提示文:
今回の求人では土木施工管理事業に関わる技術者を募集します。「半端な気持ちで陸前高田を復興させることはできないと考えて、これまで仕事に取り組んできました。」と語る代表取締役 金野常彦(こんのつねひこ)さんに、これまでの主な施工実績や仕事にかける想いを伺いました。
「奇跡の一本松の基礎工事も当社で行いました。一本松の写真を撮るときのことも考えて、見た目が綺麗になるように、その枝葉の向きもしっかり計算しましたね。本当はもっと枝があったけど、時間が経つにつれて折れたりして、形が変わってきています。『うちで作ったんだよ』なんて東京の親戚に言ったら、東京で自慢しようって言ってくれましたね。」
「もともと完成していた防潮堤の表面はコンクリートだったけど、より景観を美しくしたいという要望があって、斜面を芝生に張り替えました。高田松原の周辺の土地の整備に関しては、震災後から8年以上ずっと続いていますね。」
陸前高田市には、高田松原の海岸沿いおよそ全長2キロを超える広大な土地に、市を象徴する多くの設備があります。2021年、震災後初の海びらきが行われた「高田松原海水浴場」、復興のシンボルである「奇跡の一本松」、野球場・サッカー場・公園を備えた「高田松原運動公園」、震災前から変わらずにある「古川沼」などです。
丸常工業では、高田松原海水浴場の防潮堤やその駐車場、着替え室、シャワー室、奇跡の一本松の基礎工事、高田松原運動公園全般やその歩道の整備、古川沼に架かる橋の手すり、護岸工事、景観緑化などさまざまな施工を行なってきました。震災により、まちの施設がほぼ被災した陸前高田市。市の復興を象徴する施設を数多く手がけて、復興をハード面から支え続けている企業だということが施工事例から、よく分かります。
また金野社長には、これからの時代をつくる若い世代に土木や建築に携わってもらい、土木や建築に興味のある方にはできるだけバックアップしたいという考えがあるそうです。
「たとえば、土木建設業に興味があるけど、資格がないという人には、会社で経費を持って資格を取らせています。現状も通学している人が1人いますね。本人のやる気があって管理者になりたいという思いがあれば会社でその時間と経費を支援したいと考えています。まずは、とにかく相談してもらえたらと思いますね。

課題: 提示文で、丸常工業が基礎工事を行ったとされる復興のシンボルは何ですか。答えてください。

提供資料:
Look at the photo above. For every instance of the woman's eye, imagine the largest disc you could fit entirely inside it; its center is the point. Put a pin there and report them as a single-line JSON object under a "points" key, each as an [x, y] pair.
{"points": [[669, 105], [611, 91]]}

解答例: 奇跡の一本松です。